What the task asks: Collect every line below that contains the string "white". Case counts, so a line counts only if its letters match in case.

Provided entries:
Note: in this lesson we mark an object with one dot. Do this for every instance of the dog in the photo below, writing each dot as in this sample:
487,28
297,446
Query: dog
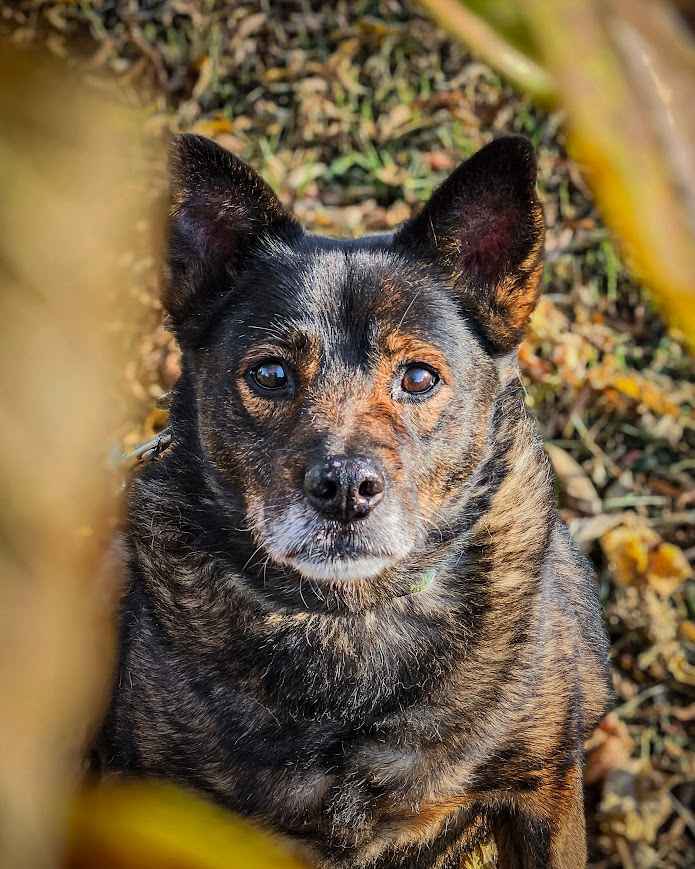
---
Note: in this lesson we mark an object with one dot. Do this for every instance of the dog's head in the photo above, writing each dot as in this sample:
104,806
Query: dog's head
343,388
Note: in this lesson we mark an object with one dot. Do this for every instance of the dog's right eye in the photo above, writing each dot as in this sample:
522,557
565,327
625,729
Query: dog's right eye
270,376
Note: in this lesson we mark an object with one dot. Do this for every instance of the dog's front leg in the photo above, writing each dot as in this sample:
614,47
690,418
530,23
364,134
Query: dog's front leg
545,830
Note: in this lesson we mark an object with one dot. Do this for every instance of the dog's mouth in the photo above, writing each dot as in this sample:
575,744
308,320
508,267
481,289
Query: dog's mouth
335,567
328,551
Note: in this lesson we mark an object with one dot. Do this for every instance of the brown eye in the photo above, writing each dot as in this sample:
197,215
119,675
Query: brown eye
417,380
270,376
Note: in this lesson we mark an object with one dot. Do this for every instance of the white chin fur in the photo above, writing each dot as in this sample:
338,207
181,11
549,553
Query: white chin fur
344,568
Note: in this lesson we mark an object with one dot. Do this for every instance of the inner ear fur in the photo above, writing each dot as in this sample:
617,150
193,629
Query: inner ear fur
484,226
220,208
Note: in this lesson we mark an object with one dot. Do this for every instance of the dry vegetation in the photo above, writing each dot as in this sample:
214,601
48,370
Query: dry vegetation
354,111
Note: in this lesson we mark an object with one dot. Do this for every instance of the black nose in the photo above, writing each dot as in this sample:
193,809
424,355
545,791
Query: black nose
---
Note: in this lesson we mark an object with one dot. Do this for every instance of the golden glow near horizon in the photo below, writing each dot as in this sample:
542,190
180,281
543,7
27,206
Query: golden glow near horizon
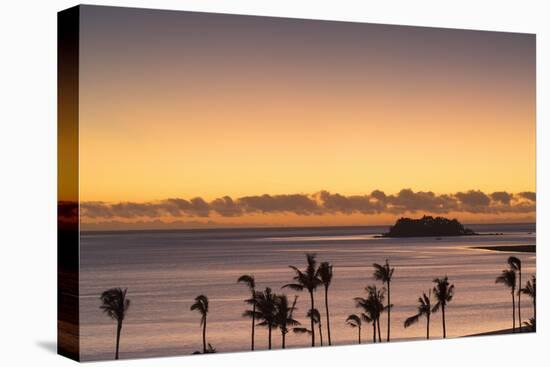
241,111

Result of the task:
Note: in this lesson we mark an object with one dot. Do this for every instance of the white chin fur in the photo above, writing each dot as in this sample:
Query: white chin fur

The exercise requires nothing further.